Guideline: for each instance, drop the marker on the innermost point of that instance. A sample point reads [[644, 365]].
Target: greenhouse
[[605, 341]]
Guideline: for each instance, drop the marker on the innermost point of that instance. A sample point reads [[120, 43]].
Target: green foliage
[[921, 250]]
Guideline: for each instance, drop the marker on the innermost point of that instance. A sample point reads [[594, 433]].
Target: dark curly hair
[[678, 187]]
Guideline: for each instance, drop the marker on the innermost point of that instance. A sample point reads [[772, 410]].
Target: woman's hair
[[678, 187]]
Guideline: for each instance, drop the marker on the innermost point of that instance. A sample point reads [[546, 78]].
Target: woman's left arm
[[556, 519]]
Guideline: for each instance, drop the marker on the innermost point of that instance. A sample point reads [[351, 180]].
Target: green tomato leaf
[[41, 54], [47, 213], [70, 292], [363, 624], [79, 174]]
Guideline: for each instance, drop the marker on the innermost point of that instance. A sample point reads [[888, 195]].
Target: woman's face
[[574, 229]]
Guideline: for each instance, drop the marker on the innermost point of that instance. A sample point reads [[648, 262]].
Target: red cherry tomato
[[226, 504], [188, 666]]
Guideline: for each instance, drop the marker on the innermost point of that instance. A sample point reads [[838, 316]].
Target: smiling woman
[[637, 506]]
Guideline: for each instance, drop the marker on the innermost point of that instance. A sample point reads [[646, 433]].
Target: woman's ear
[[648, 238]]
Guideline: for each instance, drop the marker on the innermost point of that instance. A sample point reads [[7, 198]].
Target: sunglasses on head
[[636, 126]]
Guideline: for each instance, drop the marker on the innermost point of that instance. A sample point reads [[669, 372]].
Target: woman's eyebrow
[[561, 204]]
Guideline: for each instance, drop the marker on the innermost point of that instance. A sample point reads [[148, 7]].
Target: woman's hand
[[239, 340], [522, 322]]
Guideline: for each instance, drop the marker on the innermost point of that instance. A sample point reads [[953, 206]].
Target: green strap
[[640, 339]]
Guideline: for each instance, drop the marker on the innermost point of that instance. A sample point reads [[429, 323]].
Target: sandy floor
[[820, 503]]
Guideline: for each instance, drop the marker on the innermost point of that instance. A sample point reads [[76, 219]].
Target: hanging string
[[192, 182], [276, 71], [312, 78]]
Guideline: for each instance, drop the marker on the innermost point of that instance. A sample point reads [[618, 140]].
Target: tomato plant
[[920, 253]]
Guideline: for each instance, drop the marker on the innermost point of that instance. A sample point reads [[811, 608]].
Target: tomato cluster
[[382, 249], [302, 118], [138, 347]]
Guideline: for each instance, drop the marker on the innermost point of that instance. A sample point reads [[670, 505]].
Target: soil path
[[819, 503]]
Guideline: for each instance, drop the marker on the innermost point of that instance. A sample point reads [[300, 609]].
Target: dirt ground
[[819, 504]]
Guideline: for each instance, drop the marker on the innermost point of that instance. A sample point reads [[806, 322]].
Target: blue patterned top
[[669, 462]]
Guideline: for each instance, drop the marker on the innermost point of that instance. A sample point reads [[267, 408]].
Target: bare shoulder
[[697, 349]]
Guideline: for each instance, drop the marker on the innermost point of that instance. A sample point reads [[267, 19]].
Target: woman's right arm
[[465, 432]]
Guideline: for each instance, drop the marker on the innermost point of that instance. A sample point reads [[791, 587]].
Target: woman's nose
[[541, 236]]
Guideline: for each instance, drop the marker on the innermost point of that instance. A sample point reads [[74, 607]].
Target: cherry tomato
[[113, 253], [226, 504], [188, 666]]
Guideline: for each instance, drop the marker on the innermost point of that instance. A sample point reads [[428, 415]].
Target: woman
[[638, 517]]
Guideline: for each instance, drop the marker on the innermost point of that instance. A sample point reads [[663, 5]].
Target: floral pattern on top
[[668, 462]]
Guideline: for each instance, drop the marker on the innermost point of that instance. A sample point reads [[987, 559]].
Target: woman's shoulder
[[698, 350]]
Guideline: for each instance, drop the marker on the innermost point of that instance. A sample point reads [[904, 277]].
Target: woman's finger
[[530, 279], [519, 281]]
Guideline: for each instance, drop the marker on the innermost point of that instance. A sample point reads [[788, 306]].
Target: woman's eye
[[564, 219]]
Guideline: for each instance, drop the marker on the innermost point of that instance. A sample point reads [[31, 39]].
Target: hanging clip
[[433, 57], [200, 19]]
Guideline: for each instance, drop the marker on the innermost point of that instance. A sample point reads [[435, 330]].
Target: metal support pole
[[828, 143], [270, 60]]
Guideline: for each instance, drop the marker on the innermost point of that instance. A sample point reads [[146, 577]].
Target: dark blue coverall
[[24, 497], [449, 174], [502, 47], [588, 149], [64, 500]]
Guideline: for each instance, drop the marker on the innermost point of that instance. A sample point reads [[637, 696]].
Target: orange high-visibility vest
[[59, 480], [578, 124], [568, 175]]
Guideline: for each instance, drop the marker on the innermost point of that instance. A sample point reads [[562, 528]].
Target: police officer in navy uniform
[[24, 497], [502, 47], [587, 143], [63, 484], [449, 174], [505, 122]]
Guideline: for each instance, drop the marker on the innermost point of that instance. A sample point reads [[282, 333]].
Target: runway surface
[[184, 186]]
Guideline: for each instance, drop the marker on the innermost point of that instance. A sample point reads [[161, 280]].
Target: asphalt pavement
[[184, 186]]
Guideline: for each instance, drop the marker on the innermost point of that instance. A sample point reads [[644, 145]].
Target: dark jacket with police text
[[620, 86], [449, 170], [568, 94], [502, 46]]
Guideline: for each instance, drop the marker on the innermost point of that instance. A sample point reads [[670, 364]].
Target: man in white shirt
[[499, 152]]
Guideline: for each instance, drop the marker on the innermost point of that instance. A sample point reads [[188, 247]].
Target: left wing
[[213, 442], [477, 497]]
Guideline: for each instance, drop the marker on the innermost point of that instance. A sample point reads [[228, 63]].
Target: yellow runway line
++++++++++++++++++++
TASK OBJECTIVE: Reproduce all of the material above, line for line, with no changes.

ANSWER FOR THIS EXERCISE:
Guideline: for each instance, drop the marker on the innermost point of that instance. A sample point reads [[644, 365]].
Target: greenhouse
[[605, 341]]
Guideline: for each instance, drop the marker on the innermost point of that instance. A sample point reads [[120, 43]].
Target: green foliage
[[921, 250]]
Guideline: for each instance, drop the marker on the innermost point of that instance. A sample point reads [[594, 433]].
Target: dark curly hair
[[678, 187]]
Guideline: for each instance, drop the marker on the innermost point of that instance. A sample point reads [[772, 410]].
Target: woman's hair
[[678, 187]]
Guideline: for each instance, drop the marker on the innermost point of that instance. A sample point reads [[546, 78]].
Target: woman's left arm
[[556, 519]]
Guideline: for each instance, drop the marker on the innermost point of that instance. A sample point reads [[351, 180]].
Target: green tomato leaf
[[41, 54], [47, 213], [70, 292], [363, 624], [79, 174]]
Guideline: for each instance, drop the marker on the innermost point of that instance. A sample point reads [[888, 195]].
Target: woman's face
[[574, 229]]
Guideline: for each instance, drop the marker on the innermost point of that instance. A sample point reads [[648, 262]].
Target: red cherry tomato
[[226, 504], [188, 666]]
Guideline: for each instance, drop the marker on the innermost point of that instance. A sample point reads [[838, 316]].
Target: smiling woman
[[637, 506]]
Guideline: for each instance, drop the marker on the innermost point of that instance. A sample point reads [[646, 433]].
Target: woman's ear
[[648, 238]]
Guideline: for each instance, drop the marker on the innermost point of that instance. A sample point reads [[7, 198]].
Target: sunglasses on head
[[636, 126]]
Guideline: for each instance, drop the marker on the innermost point of that instance. A sample point reads [[669, 372]].
Target: woman's eyebrow
[[561, 204]]
Guideline: for each instance, drop the marker on the innermost point of that instance. A sample point reads [[148, 7]].
Target: woman's hand
[[239, 340], [522, 322]]
Guideline: for each instance, drop the marker on the innermost point of that instance. A sample point reads [[953, 206]].
Target: green strap
[[640, 339]]
Guideline: for each instance, drop the marker on the innermost point of that instance. A sample point reads [[429, 323]].
Target: sandy floor
[[820, 503]]
Guideline: for each instance, drop the marker on the innermost point of that instance. A sample point reads [[76, 219]].
Target: hanging string
[[192, 182], [276, 71], [312, 78]]
Guideline: for each instance, drop the marker on the innermost point of that instance. A sample point reads [[618, 140]].
Target: tomato plant
[[920, 253]]
Guideline: for each instance, drop the marker on the innermost point of that instance. A sample point reads [[811, 608]].
Target: tomato cluster
[[382, 249], [302, 118], [138, 347]]
Guideline: for each instance, drop the marker on the innermost point of that instance. A sample point reads [[670, 505]].
Target: soil path
[[819, 503]]
Guideline: for each instance, drop the marker on the innermost point of that instance. A sample point reads [[300, 609]].
Target: dirt ground
[[819, 504]]
Guideline: for each instance, drop the marker on the innermost point of that instance. A sample point reads [[806, 322]].
Target: blue patterned top
[[669, 462]]
Guideline: for each instance, drop the marker on the innermost point of that instance. A sample point reads [[267, 408]].
Target: bare shoulder
[[697, 349]]
Guideline: for each instance, drop the marker on the innermost point of that instance. A sample point reads [[267, 19]].
Target: woman's right arm
[[465, 432]]
Guideline: for each instance, drop the marker on the innermost point of that instance. A sample point reads [[791, 587]].
Target: woman's nose
[[541, 236]]
Guideline: for each instance, drop the marker on the innermost point of that instance. A sample point reads [[74, 607]].
Target: cherry tomato
[[113, 253], [226, 504], [188, 666]]
Guideline: for each instance, drop the marker on the innermost point of that instance. A sample point reads [[428, 415]].
Target: woman
[[638, 517]]
Guideline: for each instance, drop the marker on the innermost point of that instance. A sample point reads [[663, 5]].
Target: floral pattern on top
[[668, 462]]
Guideline: for each instance, drop the marker on the innermost point of that instance. A sample point reads [[987, 559]].
Target: woman's shoulder
[[698, 350]]
Guideline: for each instance, drop the marker on the innermost point of that instance. A sample point reads [[904, 277]].
Target: woman's finger
[[530, 279], [519, 281]]
Guideline: for each instance, drop the marker on the innermost point of that instance. A sample point reads [[788, 306]].
Target: woman's eye
[[564, 219]]
Guideline: for each instance, drop the marker on the innermost point of that instance. A sample point reads [[31, 39]].
Target: hanging clip
[[433, 57], [200, 19]]
Guideline: for each instance, drop the marker on the innermost point of that instance. A sample point reads [[435, 330]].
Target: metal support pole
[[828, 143], [270, 60]]
Guideline: for each instance, drop the marker on the innermost point of that instance. A sample point reads [[146, 577]].
Target: dark blue coverall
[[24, 497], [449, 174], [502, 47], [588, 149], [64, 500]]
Guideline: for each instance, drop the marker on the innermost point of that instance. A sample point reads [[637, 696]].
Target: orange high-visibility vest
[[59, 480], [578, 124], [568, 175]]
Guideline: for each instance, drop the marker on the innermost point of that instance. A sample point reads [[562, 528]].
Target: police officer in navy uniform
[[24, 497], [502, 47], [587, 143], [63, 484], [449, 174], [505, 122]]
Guideline: for each instance, drop the marker on the innermost point of that instance. A sample point reads [[282, 333]].
Target: runway surface
[[184, 186]]
Guideline: for each instance, drop the marker on the innermost point of that instance. A sample point reads [[161, 280]].
Target: asphalt pavement
[[184, 186]]
Guideline: for each instance, drop the marker on the innermost point of that instance. A sample point reads [[644, 145]].
Target: dark jacket with police text
[[620, 86], [449, 170], [568, 94], [502, 46]]
Guideline: for each instance, drop the marker on the innermost point of that instance. A sample point reads [[670, 364]].
Target: man in white shirt
[[499, 152]]
Guideline: for each instance, drop the marker on the innermost point of that instance. A sample point reads [[188, 247]].
Target: left wing
[[213, 442], [477, 497]]
Guideline: for each instance, drop the marker on the innermost point of that instance. A sample point reads [[228, 63]].
Target: yellow runway line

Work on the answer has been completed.